▶ Kurze Aufgabe A
Beantworte anhand des Textes über die Kritik an der EU-Asyleinigung die folgenden Fragen.
(i) An welchem Tag einigten sich die EU-Innenminister auf eine einheitliche Asylpolitik?
(ii) Was mahnten die Kirchen an?
(iii) Wo sollen die sogenannten Asylzentren entstehen?
▶ Kurze Aufgabe B
Filtere aus den Datensätzen jede Zeile heraus, die die Zeichenfolge "playground" enthält.

▶ Bereitgestellter Text
+ + + + +

Scharfe Kritik an der Einigung zum EU-Asylverfahren
Nach der Einigung der EU-Innenminister auf verschärfte Asylregelungen reißt die Kritik nicht ab. Flüchtlingsorganisationen und Parteimitglieder der Koalitionsparteien halten die Zustimmung der Bundesregierung für falsch.
Die EU-Innenminister haben sich am 8. Juni nach langem Streit auf eine einheitliche Asylpolitik geeinigt, die auf eine Verschärfung hinausläuft. Flüchtlingsorganisationen und Kulturschaffende hatten die Bundesregierung schon im Vorfeld der Verhandlungen dazu aufgerufen, ihre Zustimmung zu verweigern. Auch aus den Reihen von Grünen und SPD gab es viel Kritik. Zudem mahnten die Kirchen die Wahrung der Menschenrechte an.
Die wichtigsten Punkte der Einigung
Laut dem Beschluss der Innenminister sollen erstmalig durch Asylverfahren an Europas Außengrenzen Menschen mit geringen Aufnahmechancen erst gar nicht in die EU kommen. Dafür soll es sogenannte Asylzentren in Grenznähe geben, von wo aus sie direkt abgeschoben werden können.

+ + + + +

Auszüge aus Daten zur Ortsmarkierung
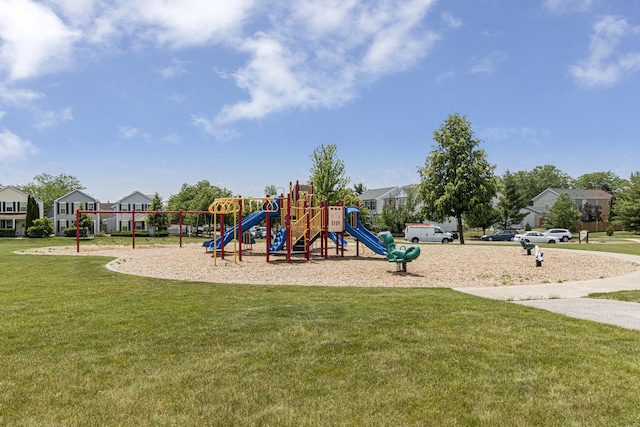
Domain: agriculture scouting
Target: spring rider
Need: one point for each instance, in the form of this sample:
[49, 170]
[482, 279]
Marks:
[400, 256]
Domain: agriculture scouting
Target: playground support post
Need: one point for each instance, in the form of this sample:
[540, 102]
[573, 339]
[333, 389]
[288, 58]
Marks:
[288, 227]
[307, 233]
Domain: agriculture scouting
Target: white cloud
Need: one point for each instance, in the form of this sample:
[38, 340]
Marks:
[307, 54]
[209, 128]
[176, 68]
[568, 6]
[318, 54]
[181, 23]
[17, 97]
[450, 20]
[487, 64]
[48, 119]
[513, 133]
[12, 147]
[606, 65]
[33, 39]
[130, 132]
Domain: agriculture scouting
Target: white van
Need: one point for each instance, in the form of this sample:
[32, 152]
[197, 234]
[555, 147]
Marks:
[426, 233]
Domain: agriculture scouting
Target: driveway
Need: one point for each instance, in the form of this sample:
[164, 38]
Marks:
[569, 298]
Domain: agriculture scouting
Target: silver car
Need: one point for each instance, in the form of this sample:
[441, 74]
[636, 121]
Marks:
[536, 237]
[561, 233]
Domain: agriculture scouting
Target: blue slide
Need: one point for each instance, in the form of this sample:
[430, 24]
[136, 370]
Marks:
[369, 239]
[247, 222]
[337, 239]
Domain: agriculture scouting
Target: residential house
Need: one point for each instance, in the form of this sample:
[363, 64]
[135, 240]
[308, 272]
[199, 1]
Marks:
[581, 198]
[376, 199]
[135, 201]
[13, 209]
[65, 207]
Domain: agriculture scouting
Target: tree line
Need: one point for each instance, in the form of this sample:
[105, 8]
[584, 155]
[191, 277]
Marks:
[456, 181]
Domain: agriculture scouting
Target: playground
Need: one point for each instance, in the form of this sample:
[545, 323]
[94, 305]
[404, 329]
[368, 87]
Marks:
[449, 266]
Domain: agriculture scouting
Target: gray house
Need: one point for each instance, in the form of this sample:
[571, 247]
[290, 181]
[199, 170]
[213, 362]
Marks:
[65, 207]
[377, 198]
[13, 209]
[135, 201]
[581, 198]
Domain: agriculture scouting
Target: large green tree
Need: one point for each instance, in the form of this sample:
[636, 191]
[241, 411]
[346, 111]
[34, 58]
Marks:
[607, 181]
[563, 213]
[328, 175]
[195, 197]
[457, 175]
[511, 201]
[628, 204]
[48, 187]
[482, 216]
[158, 221]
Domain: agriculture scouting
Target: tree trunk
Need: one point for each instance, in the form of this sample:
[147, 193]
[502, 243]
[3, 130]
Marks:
[460, 234]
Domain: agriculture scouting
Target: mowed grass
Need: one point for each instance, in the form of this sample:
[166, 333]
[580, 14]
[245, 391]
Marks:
[81, 345]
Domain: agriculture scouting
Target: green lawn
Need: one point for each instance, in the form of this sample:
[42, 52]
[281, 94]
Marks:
[81, 345]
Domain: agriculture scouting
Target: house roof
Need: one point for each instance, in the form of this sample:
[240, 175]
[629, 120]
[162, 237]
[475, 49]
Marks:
[77, 191]
[576, 194]
[129, 195]
[16, 189]
[600, 194]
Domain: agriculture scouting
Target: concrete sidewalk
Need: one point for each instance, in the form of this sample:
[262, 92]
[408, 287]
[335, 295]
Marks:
[568, 298]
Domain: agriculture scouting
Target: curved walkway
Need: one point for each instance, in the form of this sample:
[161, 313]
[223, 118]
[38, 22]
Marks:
[568, 298]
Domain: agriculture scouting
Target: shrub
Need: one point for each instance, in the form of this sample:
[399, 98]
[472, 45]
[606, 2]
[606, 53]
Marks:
[7, 232]
[610, 230]
[128, 233]
[40, 228]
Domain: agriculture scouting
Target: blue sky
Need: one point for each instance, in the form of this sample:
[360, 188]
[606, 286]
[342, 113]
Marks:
[147, 95]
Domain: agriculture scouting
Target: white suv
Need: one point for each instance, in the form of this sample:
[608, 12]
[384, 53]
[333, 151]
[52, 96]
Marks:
[561, 233]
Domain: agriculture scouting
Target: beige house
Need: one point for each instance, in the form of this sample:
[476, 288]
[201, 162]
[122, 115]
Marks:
[13, 209]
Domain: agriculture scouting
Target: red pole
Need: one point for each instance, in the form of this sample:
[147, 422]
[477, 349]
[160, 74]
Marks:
[288, 228]
[307, 233]
[77, 231]
[325, 214]
[268, 232]
[342, 239]
[221, 236]
[240, 227]
[180, 225]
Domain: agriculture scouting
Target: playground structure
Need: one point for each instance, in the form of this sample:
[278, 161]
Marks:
[400, 256]
[133, 214]
[296, 222]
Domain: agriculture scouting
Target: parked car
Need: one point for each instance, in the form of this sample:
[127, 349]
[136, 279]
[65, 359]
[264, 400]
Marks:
[561, 233]
[502, 235]
[536, 237]
[426, 233]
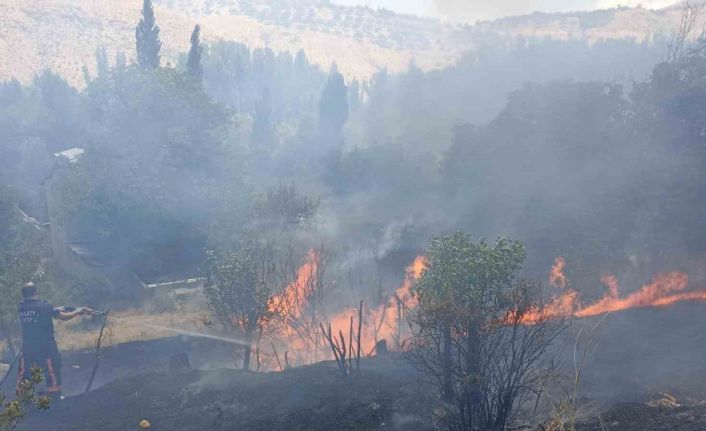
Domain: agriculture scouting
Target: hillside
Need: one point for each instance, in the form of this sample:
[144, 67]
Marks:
[63, 34]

+ + + + +

▶ Ergebnis A
(i) Am 8. Juni.
(ii) Die Wahrung der Menschenrechte.
(iii) In Grenznähe.

▶ Ergebnis B
Target: playground support post
Target: playground
Target: playground structure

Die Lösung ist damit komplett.